## [Provided material]

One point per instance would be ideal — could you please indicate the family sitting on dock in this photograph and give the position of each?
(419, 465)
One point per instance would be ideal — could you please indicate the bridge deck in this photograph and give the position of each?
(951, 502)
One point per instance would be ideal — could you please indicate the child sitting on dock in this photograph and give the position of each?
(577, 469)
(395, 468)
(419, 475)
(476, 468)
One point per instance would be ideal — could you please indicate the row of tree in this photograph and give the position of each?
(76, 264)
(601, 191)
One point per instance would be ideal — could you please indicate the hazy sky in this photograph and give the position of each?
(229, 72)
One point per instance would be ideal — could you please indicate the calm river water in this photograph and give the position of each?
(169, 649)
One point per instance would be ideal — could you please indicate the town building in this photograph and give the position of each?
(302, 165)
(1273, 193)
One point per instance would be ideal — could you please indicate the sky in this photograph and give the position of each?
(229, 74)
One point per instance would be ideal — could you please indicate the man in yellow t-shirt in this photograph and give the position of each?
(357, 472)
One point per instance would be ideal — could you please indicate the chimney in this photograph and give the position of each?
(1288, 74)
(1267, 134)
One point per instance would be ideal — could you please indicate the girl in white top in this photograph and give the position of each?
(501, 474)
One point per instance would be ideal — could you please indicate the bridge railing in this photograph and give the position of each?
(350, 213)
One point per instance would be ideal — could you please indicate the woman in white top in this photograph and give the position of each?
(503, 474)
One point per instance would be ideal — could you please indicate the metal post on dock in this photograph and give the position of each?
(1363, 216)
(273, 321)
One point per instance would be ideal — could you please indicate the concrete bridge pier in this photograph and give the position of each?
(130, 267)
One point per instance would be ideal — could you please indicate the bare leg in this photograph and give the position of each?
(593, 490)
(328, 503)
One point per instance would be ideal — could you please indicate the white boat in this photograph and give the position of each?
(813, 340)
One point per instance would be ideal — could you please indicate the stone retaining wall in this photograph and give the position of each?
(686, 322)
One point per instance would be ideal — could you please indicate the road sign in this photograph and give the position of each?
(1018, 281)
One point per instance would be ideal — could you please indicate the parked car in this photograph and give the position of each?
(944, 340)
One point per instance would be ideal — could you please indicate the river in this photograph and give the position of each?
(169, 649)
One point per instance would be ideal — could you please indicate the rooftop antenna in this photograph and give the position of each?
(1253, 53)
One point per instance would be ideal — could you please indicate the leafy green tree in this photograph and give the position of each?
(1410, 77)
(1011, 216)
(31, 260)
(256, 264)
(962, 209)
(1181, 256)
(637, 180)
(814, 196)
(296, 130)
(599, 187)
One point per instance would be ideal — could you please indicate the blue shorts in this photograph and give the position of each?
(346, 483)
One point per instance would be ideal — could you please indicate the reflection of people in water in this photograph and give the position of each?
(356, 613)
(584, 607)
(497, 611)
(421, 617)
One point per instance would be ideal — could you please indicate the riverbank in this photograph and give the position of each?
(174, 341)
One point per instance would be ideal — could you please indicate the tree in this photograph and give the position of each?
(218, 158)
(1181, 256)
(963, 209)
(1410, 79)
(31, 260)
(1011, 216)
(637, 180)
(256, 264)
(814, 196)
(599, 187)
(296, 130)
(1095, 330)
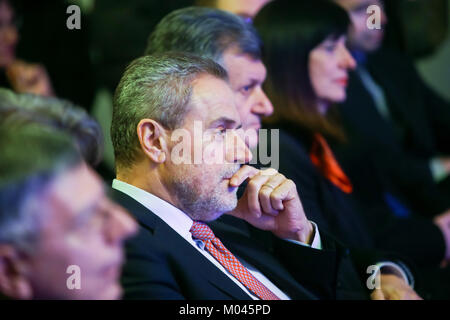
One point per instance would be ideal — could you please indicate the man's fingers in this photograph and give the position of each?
(377, 294)
(253, 190)
(282, 193)
(269, 201)
(242, 174)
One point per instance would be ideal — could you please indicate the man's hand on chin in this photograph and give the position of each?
(271, 202)
(393, 287)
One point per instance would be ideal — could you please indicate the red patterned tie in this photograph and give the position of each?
(215, 247)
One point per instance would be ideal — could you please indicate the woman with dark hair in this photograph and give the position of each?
(307, 64)
(16, 74)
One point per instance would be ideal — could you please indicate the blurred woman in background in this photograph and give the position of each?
(308, 64)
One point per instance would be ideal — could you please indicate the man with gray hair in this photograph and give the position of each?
(183, 250)
(60, 236)
(235, 44)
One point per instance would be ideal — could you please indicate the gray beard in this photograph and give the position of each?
(206, 206)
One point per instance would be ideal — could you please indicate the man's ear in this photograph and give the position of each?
(152, 140)
(13, 282)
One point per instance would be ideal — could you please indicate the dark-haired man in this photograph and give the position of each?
(60, 236)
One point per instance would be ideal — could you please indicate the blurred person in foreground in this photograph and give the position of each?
(59, 114)
(246, 9)
(54, 214)
(17, 74)
(308, 65)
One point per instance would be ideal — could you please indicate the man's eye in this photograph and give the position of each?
(246, 89)
(221, 131)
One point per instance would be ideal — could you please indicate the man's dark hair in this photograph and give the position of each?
(157, 87)
(59, 114)
(31, 158)
(204, 31)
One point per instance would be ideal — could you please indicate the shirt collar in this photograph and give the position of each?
(174, 217)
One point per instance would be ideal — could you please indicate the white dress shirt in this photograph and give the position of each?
(181, 223)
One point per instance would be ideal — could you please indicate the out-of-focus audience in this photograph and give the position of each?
(17, 74)
(394, 119)
(245, 9)
(363, 146)
(23, 109)
(54, 216)
(305, 98)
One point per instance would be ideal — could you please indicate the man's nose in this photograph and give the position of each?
(261, 104)
(236, 148)
(346, 59)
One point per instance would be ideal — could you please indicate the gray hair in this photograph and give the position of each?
(55, 113)
(32, 157)
(204, 31)
(157, 87)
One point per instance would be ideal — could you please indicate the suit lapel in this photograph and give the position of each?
(255, 249)
(180, 247)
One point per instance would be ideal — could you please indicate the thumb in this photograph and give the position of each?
(377, 294)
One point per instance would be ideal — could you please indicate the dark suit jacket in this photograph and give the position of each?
(400, 150)
(160, 264)
(341, 215)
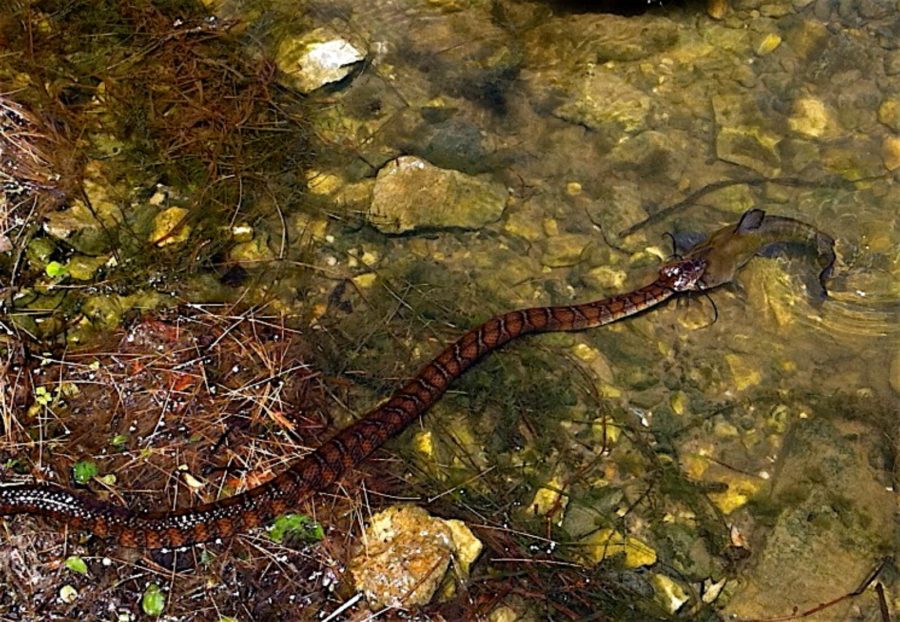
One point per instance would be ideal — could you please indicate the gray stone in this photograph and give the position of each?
(412, 194)
(835, 519)
(315, 59)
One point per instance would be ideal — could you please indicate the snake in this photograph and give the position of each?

## [Your instructions]
All of the records need repeating exactly, except for the pictures.

## [In response]
One point per instance would be ideal — could you please indicate the family sitting on dock in this photograph and give the position of each?
(419, 465)
One point per instance would be ideal — could you please indicate the bridge deck in this photograph and give the position of each?
(951, 502)
One point per instance would be ideal — could you please indicate the child sitting on dock in this photograph and give the position of each?
(577, 469)
(395, 468)
(419, 475)
(476, 468)
One point per instance would be ideal — could you please indicate the row of tree in this photograph and give the position of each?
(76, 264)
(601, 191)
One point per instance would be ideal — could you please indicate the hazy sky in this photograph and give the position of each?
(229, 72)
One point per instance would be ideal — could you please indicate the calm river water in this photograph and give the position of each?
(169, 649)
One point per instance would be ideal — could you please indicate the town building in this photograph and give the position of each?
(302, 165)
(1273, 193)
One point per instance would be ideal — could you please indicate the sky in this photograph and give the position of each?
(229, 74)
One point per instance would be ideal — could you please indicate the man in yellow t-shirt in this photograph and give the position of each?
(357, 472)
One point per instance would be ideal — could you please indicate the chimney in this photograph and give the position of each?
(1288, 74)
(1267, 134)
One point per instance would be ideal — could you please indicate the girl in white top in this photograph and give the position of each?
(501, 474)
One point per instance would be ideal — could you please indicate the bridge railing in this photograph and give the position of each?
(350, 213)
One point per instance would be ideal — could you please indicate the woman in white top in this photograph and give the position of each?
(503, 474)
One point per instance would be ideal — could you please indicate the metal post on dock in this photograph and give the position of each?
(1363, 216)
(273, 321)
One point per instance would be ideal — could you please indicate the concrete bridge pier in this photograph and give the position of each?
(130, 267)
One point per instance would be ideal — could you please indicate the bare leg in this photograph and give the position of each?
(593, 490)
(328, 503)
One point per instance would be ideal — could you please indicate the white boat in this photograph and give the position of each?
(813, 340)
One point per instance would be ideal — could you please indicate the stone retaining wall in this photograph and give the position of each?
(686, 322)
One point per instance would be ideal — could you please indicate the road sign in this photograph and give the position of each?
(1018, 281)
One point per instance would be ideal — could you please indicate the parked car in this photograph and give the position of each?
(944, 340)
One point per instance would be ideal — could you please indicate the river in this photograph and give the position of each?
(169, 649)
One point per instance would be ideal — could you please indicate the rooftop antenna in this photograph and give the position of each?
(1253, 53)
One point per instance would be ideal — could you please indicate the leafy green tree in this photograph and give the position of each?
(1410, 77)
(1011, 216)
(31, 260)
(256, 264)
(962, 209)
(1181, 256)
(637, 180)
(814, 196)
(296, 130)
(599, 187)
One point per instance would be ideal — could you please indicate the blue shorts in this photograph and give the position of each?
(346, 483)
One point per instance would be ideal — could you please indicate the reflection of people in water in this photograph and give the position of each?
(356, 613)
(584, 607)
(497, 611)
(421, 617)
One point per instance would be ideal — could you please indicate the riverbank in this photograph and give the position of each?
(174, 341)
One point per instance would be ideal — could you please indicate the tree in this photograph and give the position of each?
(218, 158)
(1181, 256)
(963, 209)
(1410, 79)
(31, 260)
(1011, 216)
(637, 180)
(256, 264)
(814, 196)
(599, 187)
(296, 130)
(1095, 330)
One point per instance would be ideal — could you please indicate the man's fingers in this photograph and give the position of each?
(377, 294)
(253, 190)
(282, 193)
(269, 201)
(242, 174)
One point per instance would be ideal — could you please indicate the man's hand on chin in this photograph and give the position of each?
(271, 202)
(393, 287)
One point per instance would be ideal — could you please indicate the red patterned tie in this photograph and give the position of each?
(215, 247)
One point per instance would be ideal — could you please indicate the woman with dark hair in this photograph and give the position of each?
(307, 64)
(16, 74)
One point per instance would be ideal — could you please indicate the blurred woman in background in this photograph and give the position of each?
(308, 64)
One point per instance would be ideal — could you please indicate the man with gray hair in this photograph and give the position of each?
(183, 250)
(60, 236)
(235, 44)
One point per instance would be ideal — could you please indicate the gray beard in this photograph and give the position of each?
(206, 206)
One point per instance would be ideal — could you please indicate the man's ear in this photograph and give the position of each?
(152, 140)
(13, 282)
One point per instance would be ideal — could you please indicate the dark-haired man in this photograph and give the position of each?
(60, 236)
One point per instance would be ideal — could you please indicate the blurred person in foreground in this photograph and give the position of each?
(59, 114)
(246, 9)
(54, 214)
(17, 74)
(308, 65)
One point per instance would be ideal — could you please indicate the man's eye in this photograph and give the position of each?
(246, 89)
(221, 131)
One point per instance would be ideal — could you please indicate the man's dark hair in this photograph and give the position of each?
(157, 87)
(59, 114)
(31, 158)
(204, 31)
One point per instance would be ideal — could you please indicate the shirt collar in this photograph and give the position of each?
(174, 217)
One point per instance would be ideal — could you please indicate the white dress shirt in this photograph and give the position of each?
(181, 223)
One point per instance would be ideal — could you please indicate the out-of-focus audience in this photograph and give the position of each?
(17, 74)
(394, 119)
(245, 9)
(363, 146)
(23, 109)
(54, 216)
(305, 98)
One point per instance would be ideal — could you please indicate the man's nose in this photograph and give the position of each?
(261, 104)
(236, 148)
(346, 59)
One point per instance would be ideal — could you please indicate the gray hair in this photograph and give the position of each?
(55, 113)
(32, 157)
(204, 31)
(157, 87)
One point per instance would be ideal — could you please indicate the suit lapel in this photograph and give the position of each?
(255, 249)
(180, 247)
One point per instance would be ideal — could you please indicate the thumb in this photograph and give the position of each?
(377, 294)
One point per instance would be ideal — could you please indicate the dark suit jacket in this photograph and give the position of each?
(400, 150)
(160, 264)
(341, 215)
One point per instance would be ideal — could you please indicate the gray stone in this photograph and give the position of each?
(412, 194)
(835, 519)
(315, 59)
One point per instance would be ideal — could you please indicate the snake in this photograph and give the position of each?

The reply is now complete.